An exciting study published in Psychological Bulletin suggests that doing something as simple as smiling can help boost your mood. But how exactly does a facial expression affect your mood?

The study was a collaborative effort between researchers from Texas A&M University and the University of Tennessee (UT).

Smile like you mean it

The researchers who conducted the study wanted to determine if facial expressions can genuinely make people feel certain emotions linked to these expressions.

In the study, the authors analyzed 50 years of data about facial expressions to find the answer. According to Nicholas Coles, a UT doctorate student in social psychology and lead researcher on the paper, conventional wisdom implies that you can feel a little happier just by smiling. On the other hand, your mood may become more serious if you frown or scowl.

For the past 100 years, psychologists have disagreed about this idea. In 2016, these disagreements became more evident. Within the same year, 17 teams of researchers failed to replicate a well-known experiment that showed how the physical act of smiling can make people feel happier.

→ **Exercises to complete**:
- 1) In the text about smiling and mood, which two universities collaborated on the study?
- 2) Continue the text about smiling and mood from its last sentence.

→ **Data records**:
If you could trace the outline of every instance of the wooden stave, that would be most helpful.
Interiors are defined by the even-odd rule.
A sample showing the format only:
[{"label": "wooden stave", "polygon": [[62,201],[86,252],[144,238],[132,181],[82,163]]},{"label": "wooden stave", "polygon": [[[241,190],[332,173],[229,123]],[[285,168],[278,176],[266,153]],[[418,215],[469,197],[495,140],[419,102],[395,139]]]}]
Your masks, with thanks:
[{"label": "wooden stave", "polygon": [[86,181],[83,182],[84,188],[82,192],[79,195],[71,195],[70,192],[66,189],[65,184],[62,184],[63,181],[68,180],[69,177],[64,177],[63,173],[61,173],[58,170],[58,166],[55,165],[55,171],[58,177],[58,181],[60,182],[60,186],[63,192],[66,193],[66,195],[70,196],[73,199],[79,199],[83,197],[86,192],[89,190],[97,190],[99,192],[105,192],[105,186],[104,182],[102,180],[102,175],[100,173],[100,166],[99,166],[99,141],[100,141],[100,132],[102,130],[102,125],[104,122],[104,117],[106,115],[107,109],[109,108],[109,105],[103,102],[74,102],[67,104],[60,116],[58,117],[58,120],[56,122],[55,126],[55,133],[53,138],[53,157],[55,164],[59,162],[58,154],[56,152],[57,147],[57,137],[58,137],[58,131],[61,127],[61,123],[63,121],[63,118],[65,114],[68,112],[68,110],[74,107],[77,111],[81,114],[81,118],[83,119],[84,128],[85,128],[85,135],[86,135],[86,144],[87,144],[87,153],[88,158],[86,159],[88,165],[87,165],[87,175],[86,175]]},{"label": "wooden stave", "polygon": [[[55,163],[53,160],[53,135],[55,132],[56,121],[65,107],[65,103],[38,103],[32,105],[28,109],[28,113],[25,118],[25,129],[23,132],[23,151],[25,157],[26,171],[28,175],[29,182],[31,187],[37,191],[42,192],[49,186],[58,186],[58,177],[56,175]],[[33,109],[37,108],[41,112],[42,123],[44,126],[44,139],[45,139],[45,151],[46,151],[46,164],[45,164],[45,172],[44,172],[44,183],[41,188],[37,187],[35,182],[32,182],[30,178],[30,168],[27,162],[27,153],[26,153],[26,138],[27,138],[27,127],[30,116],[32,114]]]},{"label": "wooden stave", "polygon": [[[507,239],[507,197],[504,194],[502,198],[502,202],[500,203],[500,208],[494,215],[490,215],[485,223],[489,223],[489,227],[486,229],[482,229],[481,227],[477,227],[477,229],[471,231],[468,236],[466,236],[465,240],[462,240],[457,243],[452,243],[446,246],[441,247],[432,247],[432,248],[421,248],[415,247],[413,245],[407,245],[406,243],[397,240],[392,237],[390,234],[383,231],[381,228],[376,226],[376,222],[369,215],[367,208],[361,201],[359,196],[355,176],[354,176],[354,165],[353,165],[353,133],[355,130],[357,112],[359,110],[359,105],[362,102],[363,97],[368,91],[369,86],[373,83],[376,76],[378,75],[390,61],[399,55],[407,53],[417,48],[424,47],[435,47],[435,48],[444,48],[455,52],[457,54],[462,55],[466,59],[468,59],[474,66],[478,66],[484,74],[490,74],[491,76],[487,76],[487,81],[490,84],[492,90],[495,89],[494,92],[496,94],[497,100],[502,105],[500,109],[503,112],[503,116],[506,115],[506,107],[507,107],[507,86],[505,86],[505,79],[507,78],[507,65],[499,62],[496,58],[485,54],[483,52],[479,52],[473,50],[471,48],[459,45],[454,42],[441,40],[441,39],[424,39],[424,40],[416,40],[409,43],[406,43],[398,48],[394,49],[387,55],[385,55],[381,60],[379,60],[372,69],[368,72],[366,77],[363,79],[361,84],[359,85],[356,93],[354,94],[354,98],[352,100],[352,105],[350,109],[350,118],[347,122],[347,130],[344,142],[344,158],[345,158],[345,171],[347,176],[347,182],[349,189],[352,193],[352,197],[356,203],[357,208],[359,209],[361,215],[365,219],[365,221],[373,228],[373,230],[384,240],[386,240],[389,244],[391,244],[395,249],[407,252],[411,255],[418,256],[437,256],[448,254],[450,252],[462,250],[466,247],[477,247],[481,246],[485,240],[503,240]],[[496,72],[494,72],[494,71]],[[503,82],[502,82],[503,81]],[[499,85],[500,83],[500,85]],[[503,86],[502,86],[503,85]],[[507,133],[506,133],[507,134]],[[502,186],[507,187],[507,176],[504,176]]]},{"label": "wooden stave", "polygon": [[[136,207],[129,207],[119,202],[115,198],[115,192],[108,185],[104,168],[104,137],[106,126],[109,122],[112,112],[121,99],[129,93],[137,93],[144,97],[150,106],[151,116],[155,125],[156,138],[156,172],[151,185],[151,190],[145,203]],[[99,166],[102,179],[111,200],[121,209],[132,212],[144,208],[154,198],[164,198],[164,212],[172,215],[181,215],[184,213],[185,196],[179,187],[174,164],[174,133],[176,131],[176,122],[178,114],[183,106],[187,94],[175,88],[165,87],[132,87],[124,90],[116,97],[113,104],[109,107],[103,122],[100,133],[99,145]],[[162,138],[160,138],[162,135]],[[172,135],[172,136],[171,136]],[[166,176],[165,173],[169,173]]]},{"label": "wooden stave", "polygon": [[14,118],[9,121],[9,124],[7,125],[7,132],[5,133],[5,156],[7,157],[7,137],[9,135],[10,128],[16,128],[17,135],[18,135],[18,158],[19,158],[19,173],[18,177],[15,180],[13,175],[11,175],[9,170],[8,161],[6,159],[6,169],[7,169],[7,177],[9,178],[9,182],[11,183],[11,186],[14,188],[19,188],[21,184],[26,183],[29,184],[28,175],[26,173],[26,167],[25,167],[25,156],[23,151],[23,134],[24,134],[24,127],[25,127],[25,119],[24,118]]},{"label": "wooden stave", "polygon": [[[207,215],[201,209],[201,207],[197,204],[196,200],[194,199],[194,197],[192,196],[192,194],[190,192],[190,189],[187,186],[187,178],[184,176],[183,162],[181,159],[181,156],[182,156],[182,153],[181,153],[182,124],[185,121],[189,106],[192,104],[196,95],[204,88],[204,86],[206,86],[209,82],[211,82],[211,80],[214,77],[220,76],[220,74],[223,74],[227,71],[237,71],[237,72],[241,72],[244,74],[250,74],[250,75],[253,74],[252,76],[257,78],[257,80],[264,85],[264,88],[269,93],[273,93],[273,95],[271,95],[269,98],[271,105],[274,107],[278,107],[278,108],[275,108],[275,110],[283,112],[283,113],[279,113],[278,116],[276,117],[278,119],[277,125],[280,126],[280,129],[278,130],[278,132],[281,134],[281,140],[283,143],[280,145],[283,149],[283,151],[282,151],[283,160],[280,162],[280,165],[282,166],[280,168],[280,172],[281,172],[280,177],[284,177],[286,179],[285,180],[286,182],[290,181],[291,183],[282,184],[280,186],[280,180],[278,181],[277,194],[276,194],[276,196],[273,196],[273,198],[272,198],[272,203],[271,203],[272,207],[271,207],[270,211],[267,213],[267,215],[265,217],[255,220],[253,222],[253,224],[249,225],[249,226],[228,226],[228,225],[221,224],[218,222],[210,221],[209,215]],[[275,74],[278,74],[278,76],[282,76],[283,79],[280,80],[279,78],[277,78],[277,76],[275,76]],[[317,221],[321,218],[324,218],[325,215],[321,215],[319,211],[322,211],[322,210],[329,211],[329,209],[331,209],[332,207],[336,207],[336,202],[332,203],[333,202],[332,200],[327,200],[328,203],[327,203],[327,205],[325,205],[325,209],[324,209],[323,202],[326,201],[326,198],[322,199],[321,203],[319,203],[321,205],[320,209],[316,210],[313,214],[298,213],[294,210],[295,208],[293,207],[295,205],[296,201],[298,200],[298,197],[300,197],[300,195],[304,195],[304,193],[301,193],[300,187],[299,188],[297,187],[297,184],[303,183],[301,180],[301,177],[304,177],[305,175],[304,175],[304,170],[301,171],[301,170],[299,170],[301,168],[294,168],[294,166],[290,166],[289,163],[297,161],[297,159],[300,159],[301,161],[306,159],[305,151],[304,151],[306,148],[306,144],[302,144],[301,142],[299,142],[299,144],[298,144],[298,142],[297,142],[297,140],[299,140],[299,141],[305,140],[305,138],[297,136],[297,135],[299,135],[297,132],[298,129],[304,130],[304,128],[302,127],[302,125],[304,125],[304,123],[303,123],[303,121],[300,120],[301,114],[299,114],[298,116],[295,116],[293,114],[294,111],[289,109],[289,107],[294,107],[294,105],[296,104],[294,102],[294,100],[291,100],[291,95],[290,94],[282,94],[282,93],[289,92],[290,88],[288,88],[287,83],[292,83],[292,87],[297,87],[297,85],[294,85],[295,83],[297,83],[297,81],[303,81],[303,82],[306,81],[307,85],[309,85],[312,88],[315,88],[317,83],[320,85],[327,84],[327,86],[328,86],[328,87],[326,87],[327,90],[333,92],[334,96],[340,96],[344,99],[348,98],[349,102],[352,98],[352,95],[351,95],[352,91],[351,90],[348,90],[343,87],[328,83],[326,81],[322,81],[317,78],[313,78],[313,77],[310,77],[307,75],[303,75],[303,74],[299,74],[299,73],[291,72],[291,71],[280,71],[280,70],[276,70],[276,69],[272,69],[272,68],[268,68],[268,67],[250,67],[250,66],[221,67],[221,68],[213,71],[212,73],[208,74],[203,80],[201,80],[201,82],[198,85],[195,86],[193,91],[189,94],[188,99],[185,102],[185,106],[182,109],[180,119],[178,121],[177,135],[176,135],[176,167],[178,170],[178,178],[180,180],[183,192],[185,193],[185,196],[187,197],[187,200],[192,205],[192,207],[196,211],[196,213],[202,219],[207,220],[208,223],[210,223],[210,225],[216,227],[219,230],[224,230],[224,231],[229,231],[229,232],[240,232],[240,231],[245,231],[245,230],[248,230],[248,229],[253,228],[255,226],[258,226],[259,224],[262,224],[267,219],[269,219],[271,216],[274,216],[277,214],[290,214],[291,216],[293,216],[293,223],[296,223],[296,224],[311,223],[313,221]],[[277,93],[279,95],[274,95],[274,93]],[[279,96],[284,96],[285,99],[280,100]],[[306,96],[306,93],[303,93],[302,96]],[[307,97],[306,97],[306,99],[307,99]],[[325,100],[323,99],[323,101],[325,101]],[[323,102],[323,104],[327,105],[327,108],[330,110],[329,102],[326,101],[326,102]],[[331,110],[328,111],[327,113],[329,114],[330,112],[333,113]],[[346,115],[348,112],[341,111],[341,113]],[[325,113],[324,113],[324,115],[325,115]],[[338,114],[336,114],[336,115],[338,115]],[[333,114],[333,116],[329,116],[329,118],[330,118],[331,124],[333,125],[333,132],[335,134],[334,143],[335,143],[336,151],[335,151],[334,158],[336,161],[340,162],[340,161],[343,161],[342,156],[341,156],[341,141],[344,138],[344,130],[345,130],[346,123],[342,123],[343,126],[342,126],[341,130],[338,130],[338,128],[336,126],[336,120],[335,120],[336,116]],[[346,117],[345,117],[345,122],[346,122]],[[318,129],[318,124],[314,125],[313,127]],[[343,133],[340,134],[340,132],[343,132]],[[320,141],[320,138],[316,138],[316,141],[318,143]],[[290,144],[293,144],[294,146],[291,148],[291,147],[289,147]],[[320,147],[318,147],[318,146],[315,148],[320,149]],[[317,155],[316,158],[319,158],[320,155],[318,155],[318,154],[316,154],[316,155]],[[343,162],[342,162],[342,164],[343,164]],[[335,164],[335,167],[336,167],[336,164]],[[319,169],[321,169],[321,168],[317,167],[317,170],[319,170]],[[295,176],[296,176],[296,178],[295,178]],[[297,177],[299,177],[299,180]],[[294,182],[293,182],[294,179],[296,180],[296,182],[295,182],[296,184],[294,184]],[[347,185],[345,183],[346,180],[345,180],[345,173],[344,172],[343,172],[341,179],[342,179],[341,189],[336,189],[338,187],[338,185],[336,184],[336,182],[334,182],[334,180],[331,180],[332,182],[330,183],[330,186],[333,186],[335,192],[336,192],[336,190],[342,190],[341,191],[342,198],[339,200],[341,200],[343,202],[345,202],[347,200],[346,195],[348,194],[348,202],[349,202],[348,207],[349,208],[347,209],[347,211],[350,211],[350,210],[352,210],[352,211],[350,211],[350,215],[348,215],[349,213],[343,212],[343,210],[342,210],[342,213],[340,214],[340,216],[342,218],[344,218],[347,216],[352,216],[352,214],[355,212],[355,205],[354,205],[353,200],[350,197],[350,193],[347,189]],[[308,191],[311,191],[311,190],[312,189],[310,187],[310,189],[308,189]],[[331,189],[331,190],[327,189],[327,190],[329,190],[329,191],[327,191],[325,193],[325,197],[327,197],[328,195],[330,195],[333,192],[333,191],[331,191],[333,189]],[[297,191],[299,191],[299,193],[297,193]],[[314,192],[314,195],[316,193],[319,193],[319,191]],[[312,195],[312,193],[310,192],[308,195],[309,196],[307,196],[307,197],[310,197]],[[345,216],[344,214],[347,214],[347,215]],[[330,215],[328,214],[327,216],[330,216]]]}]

→ **Answers in order**:
- 1) Texas A&M University and the University of Tennessee (UT).

- 2)
Coles noted that earlier studies have failed to find evidence that facial expressions can influence emotional feelings. Even Coles and his fellow researchers struggled to focus on the results of a particular study.

Since the early 1970s, psychologists have been testing this idea. This inspired Cole and the rest of his team to examine the existing data on the subject.

The science of smiling

The researchers used a statistical technique called meta-analysis to combine data from 138 studies that involved over 11,000 participants from around the globe.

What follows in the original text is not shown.